# TEXTAUSZUG
Plötzlich war ein Musikproduzent am Telefon

Mithilfe von Freunden und jenes Pfarrers, der das Elternpaar getraut hatte, wurde es eine ganz besondere Tauffeier mit handgemachter Musik, bei der sogar der Pastor mitmusizierte. Der Vater des Täuflings sang, spielte Gitarre und Mundharmonika. Und weil Linde und seine Frau den von der privaten Vorführung begeisterten Gästen eine Erinnerung zukommen lassen wollten, ging der Hobbymusiker mit seiner Mini-Band ins Tonstudio von Michael Krüger, nahm den Song auf, brannte ihn auf CDs und verschenkte sie.

Bis hierhin ist diese Geschichte noch keine wirklich besondere Geschichte. Individuelle Tauffeiern gibt es viele, privat gebrannte CDs ebenfalls und ambitionierte Eltern sowieso. Doch ein paar Wochen später klingelte bei Lindes zu Hause das Telefon und ein gewisser Renè Münzer war am Apparat. Er habe da so ein Lied gehört und könne sich durchaus vorstellen, es zu produzieren, sagte der Inhaber von Ear-Lab. Das Label aus Hamburg produzierte unter anderem das Duo Orange Blue, aber auch die Sängerin Schné, Teilnehmerin des Bundesvision Song Contest 2012. „Nach dem Anruf habe ich mich gefragt, ob mir das tatsächlich gerade passiert“, erinnert sich Linde.

Doch auch für Münzer gehörte das Gespräch nicht zum Business as usual. Dass ein Unbekannter dazu eingeladen wird, seinen Erstling in einem Studio einzuspielen, und dass die Produktion dann innerhalb von zwei Monaten sogar fertig ist, „das ist ein eher ungewöhnlicher Vorgang. Auch für mich“, sagt der Musikproduzent.

# DATENABSCHNITT
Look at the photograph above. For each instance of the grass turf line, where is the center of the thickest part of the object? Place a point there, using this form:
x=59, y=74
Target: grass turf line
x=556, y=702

# DEINE AUFGABE
Aus welcher Stadt stammt laut dem Textauszug das Label Ear-Lab? Die Daten haben mit dem Textauszug nichts zu tun.

# RICHTIGE LÖSUNG
Aus Hamburg.